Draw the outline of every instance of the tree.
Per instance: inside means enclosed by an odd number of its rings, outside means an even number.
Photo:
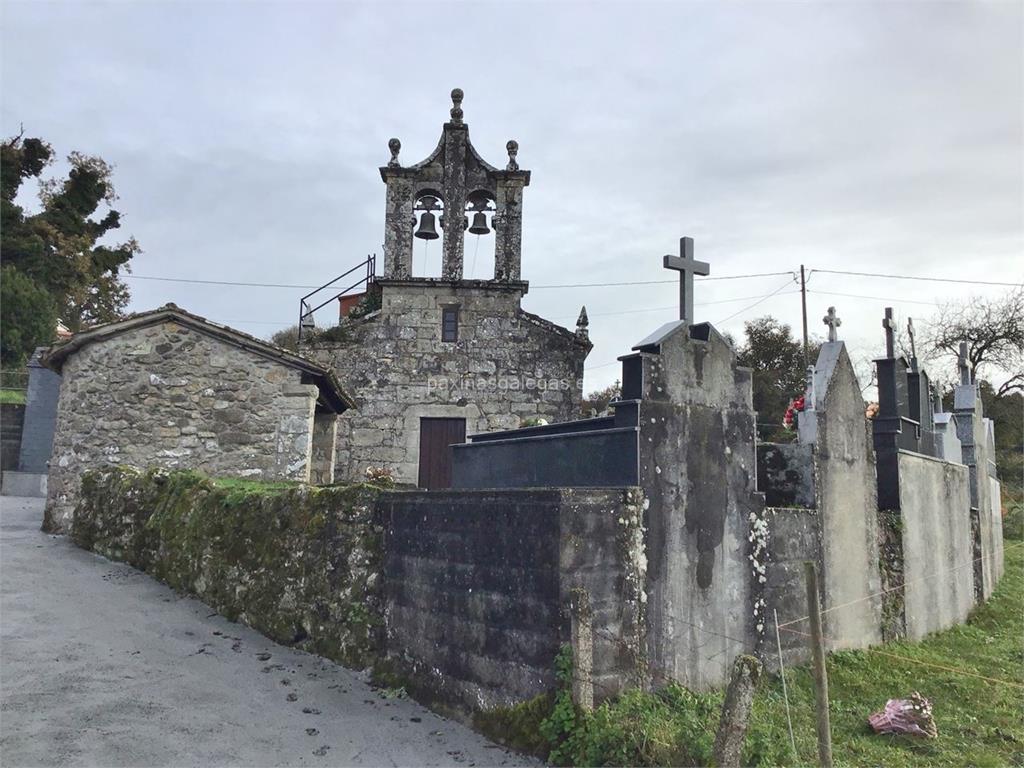
[[[974,380],[993,373],[1006,375],[996,396],[1024,391],[1024,289],[1015,288],[993,299],[981,296],[943,304],[932,318],[925,339],[936,357],[956,358],[967,342]]]
[[[736,357],[739,365],[754,369],[754,410],[758,424],[767,428],[761,430],[762,436],[777,438],[785,409],[807,386],[804,347],[790,326],[771,316],[750,321],[743,330],[746,339]],[[811,360],[817,357],[818,346],[809,350]],[[779,429],[771,428],[775,424]]]
[[[57,310],[47,291],[13,266],[0,268],[0,366],[17,369],[53,341]]]
[[[72,153],[67,178],[43,179],[52,160],[53,148],[39,138],[19,134],[0,144],[0,258],[46,291],[57,316],[76,332],[122,316],[128,287],[121,271],[140,249],[133,238],[100,243],[121,226],[121,214],[112,207],[112,167]],[[30,179],[38,180],[42,204],[32,214],[15,202]]]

·····

▸ YOUR TASK
Rewrite all the material above with "outline" swapped for "boundary", keeping everything else the same and leaving out the pictures.

▸ EXERCISE ANSWER
Draw the boundary of every instance of the tree.
Per instance: inside means enclosed by an odd number of its rings, outside means an even number.
Photo:
[[[974,380],[993,373],[1006,375],[996,396],[1024,391],[1024,289],[1015,288],[993,299],[981,296],[943,304],[932,318],[925,339],[936,357],[956,358],[967,342]]]
[[[736,357],[739,365],[754,369],[754,410],[758,424],[767,428],[761,430],[762,436],[777,438],[785,409],[807,386],[804,347],[790,326],[771,316],[750,321],[743,330],[746,339]],[[811,360],[817,357],[818,346],[809,350]],[[779,429],[771,428],[775,424]]]
[[[57,310],[47,291],[13,266],[0,268],[0,366],[17,369],[53,341]]]
[[[72,153],[67,178],[43,179],[52,160],[53,148],[39,138],[19,134],[0,144],[0,258],[46,291],[57,316],[76,332],[122,316],[128,287],[121,271],[140,249],[133,238],[100,243],[121,226],[121,214],[112,207],[112,167]],[[30,179],[38,180],[42,204],[32,214],[15,202]]]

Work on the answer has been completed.